**TEXT PASSAGE:**
I Can Hear You Now What’s For Dinner?

10 Comments Add your own

  • 1. TRussell  |  November 19, 2007 at 8:13 pm

    http://www.imdb.com/name/nm0089604/
    http://www.imdb.com/name/nm0089603/

    Or just compare yourself to the Telegraph Boy from The Adventures of Brisco County Jr. or Boy 1 from Designing Women.

    What are these guys up to anyway?

    Reply
  • 2. Jdon  |  November 19, 2007 at 8:23 pm

    I’m not sure, but I do know they are a lot worse off than me and you. Isnt life good?

    Reply
  • 3. JL  |  November 20, 2007 at 12:17 am

    A perfect post for the week of Thanksgiving: gratitude that even though we may dwell in cubicles, our potential’s nowhere near as squandered as Macaulay Culkin’s.

    Reply
  • 4. lemare  |  November 20, 2007 at 1:57 am

    Joe Miller, I love that you use a post of this tenor to announce to IRF readers that Amy is with child.

    And the ugly younger sister on Family Ties is Tina Yuthers. My sister, Kerry, enrolled in her official fan club, back in the day and learned that Tina loves perfume… and even puts it in her hair.

    Reply
  • 5. Jdon  |  November 20, 2007 at 12:53 pm

    Did it mention anything about Tina Yuthers aspiring to cut hair professionally once her career in television peters out? I sure hope so!

(Collected data entries)
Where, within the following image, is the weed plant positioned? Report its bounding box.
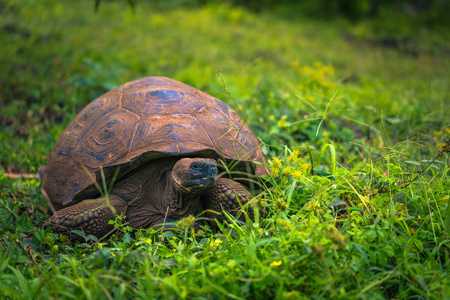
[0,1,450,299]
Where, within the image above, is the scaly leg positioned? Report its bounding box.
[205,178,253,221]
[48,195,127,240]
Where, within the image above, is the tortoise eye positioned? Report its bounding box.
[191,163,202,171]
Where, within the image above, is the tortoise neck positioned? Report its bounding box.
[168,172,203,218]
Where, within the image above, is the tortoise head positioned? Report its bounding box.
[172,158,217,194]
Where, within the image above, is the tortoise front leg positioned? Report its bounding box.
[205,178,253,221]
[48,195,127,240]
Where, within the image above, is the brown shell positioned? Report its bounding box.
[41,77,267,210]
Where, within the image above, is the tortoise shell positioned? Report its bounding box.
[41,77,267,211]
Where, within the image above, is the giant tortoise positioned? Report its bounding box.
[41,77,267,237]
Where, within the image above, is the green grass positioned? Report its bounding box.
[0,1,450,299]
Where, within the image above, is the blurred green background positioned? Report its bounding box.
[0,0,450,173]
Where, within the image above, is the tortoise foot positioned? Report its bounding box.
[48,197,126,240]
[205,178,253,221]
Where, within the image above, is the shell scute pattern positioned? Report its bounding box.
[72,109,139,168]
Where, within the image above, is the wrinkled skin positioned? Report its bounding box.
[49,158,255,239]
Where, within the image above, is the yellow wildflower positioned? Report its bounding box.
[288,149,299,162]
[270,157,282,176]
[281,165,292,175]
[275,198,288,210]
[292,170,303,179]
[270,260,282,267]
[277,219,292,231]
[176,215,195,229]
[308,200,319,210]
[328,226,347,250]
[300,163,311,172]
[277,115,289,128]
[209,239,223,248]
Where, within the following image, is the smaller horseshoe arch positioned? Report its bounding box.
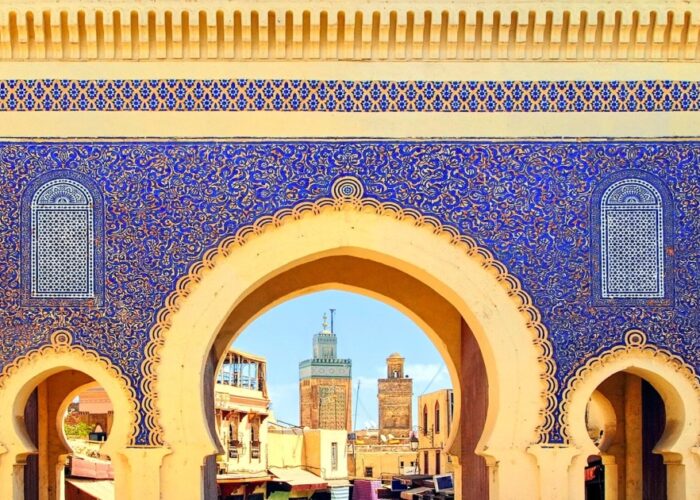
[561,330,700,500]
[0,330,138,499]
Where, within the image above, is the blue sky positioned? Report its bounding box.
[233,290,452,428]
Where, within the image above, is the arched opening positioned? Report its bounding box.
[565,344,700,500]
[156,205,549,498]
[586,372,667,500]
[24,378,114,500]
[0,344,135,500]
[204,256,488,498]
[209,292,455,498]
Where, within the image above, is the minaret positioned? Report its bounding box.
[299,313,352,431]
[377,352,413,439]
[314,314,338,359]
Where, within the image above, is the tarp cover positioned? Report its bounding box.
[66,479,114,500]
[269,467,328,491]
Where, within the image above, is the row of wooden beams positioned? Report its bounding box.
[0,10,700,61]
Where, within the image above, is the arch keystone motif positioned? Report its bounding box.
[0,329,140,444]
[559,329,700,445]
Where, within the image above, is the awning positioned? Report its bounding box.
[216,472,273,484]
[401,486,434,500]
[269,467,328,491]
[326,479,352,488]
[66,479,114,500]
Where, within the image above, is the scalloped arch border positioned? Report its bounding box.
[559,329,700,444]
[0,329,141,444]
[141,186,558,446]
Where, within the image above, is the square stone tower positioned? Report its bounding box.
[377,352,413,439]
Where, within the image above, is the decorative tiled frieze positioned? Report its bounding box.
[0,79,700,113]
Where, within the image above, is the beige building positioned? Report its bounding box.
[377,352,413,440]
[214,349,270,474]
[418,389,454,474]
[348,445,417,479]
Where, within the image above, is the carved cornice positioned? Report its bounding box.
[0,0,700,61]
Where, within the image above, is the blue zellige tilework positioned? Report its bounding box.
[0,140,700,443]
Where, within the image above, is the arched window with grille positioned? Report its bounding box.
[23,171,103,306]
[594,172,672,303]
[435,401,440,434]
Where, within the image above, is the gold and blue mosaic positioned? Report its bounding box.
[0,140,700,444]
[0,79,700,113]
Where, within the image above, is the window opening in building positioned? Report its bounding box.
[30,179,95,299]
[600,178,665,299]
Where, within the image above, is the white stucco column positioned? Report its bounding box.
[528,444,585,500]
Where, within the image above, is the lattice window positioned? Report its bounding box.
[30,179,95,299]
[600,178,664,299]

**WORK TO COMPLETE:**
Could you print the whole comment thread shown above, word for word and unchanged?

**THE RESULT:**
I Can Hear You Now What’s For Dinner?

10 Comments Add your own

  • 1. TRussell  |  November 19, 2007 at 8:13 pm

    http://www.imdb.com/name/nm0089604/
    http://www.imdb.com/name/nm0089603/

    Or just compare yourself to the Telegraph Boy from The Adventures of Brisco County Jr. or Boy 1 from Designing Women.

    What are these guys up to anyway?

    Reply
  • 2. Jdon  |  November 19, 2007 at 8:23 pm

    I’m not sure, but I do know they are a lot worse off than me and you. Isnt life good?

    Reply
  • 3. JL  |  November 20, 2007 at 12:17 am

    A perfect post for the week of Thanksgiving: gratitude that even though we may dwell in cubicles, our potential’s nowhere near as squandered as Macaulay Culkin’s.

    Reply
  • 4. lemare  |  November 20, 2007 at 1:57 am

    Joe Miller, I love that you use a post of this tenor to announce to IRF readers that Amy is with child.

    And the ugly younger sister on Family Ties is Tina Yuthers. My sister, Kerry, enrolled in her official fan club, back in the day and learned that Tina loves perfume… and even puts it in her hair.

    Reply
  • 5. Jdon  |  November 20, 2007 at 12:53 pm

    Did it mention anything about Tina Yuthers aspiring to cut hair professionally once her career in television peters out? I sure hope so!